Requirement → Put the stretch of the records from the line containing "pixel 397 91." through their end into a Markdown table with the columns Row and Line. Number each row, and leave out blank lines.

Data taken from a collection:

━━━

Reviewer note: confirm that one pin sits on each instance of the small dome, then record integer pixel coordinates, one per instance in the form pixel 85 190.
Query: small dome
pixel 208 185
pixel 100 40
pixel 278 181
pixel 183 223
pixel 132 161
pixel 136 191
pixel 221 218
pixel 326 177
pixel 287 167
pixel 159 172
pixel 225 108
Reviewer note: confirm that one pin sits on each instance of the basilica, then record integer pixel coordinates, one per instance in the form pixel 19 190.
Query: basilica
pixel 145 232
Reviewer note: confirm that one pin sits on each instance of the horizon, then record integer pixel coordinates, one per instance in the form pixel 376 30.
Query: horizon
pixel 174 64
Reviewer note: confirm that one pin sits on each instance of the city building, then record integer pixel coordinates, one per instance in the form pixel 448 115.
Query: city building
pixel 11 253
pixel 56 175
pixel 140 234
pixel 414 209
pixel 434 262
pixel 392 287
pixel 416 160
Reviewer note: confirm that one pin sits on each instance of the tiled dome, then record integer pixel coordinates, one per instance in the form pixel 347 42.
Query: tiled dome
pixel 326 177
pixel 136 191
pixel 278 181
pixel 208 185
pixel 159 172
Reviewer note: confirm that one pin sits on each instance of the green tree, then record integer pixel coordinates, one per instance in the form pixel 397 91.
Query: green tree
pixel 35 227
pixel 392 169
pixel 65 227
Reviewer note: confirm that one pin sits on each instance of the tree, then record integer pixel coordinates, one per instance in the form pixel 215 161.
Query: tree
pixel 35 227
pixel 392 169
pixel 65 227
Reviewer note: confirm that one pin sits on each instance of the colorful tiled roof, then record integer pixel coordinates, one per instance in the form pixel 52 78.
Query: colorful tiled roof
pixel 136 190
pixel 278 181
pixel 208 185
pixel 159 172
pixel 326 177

━━━

Correct result →
| Row | Line |
|---|---|
| 1 | Reviewer note: confirm that one pin sits on each instance of the green tree, then record integer pixel coordinates, one per instance in the form pixel 397 91. |
| 2 | Query: green tree |
| 3 | pixel 35 227 |
| 4 | pixel 392 169 |
| 5 | pixel 65 227 |
| 6 | Reviewer note: confirm that one pin sits on each instance of the tree, then record integer pixel coordinates, one per instance in the form pixel 215 161. |
| 7 | Query: tree |
| 8 | pixel 35 227 |
| 9 | pixel 392 169 |
| 10 | pixel 65 227 |
| 11 | Reviewer note: confirm that one pin sits on each instance of the colorful tiled roof, then record integer pixel coordinates, one per instance in the form pixel 52 78. |
| 12 | Query: colorful tiled roof |
| 13 | pixel 136 190 |
| 14 | pixel 278 181 |
| 15 | pixel 208 185 |
| 16 | pixel 159 172 |
| 17 | pixel 326 177 |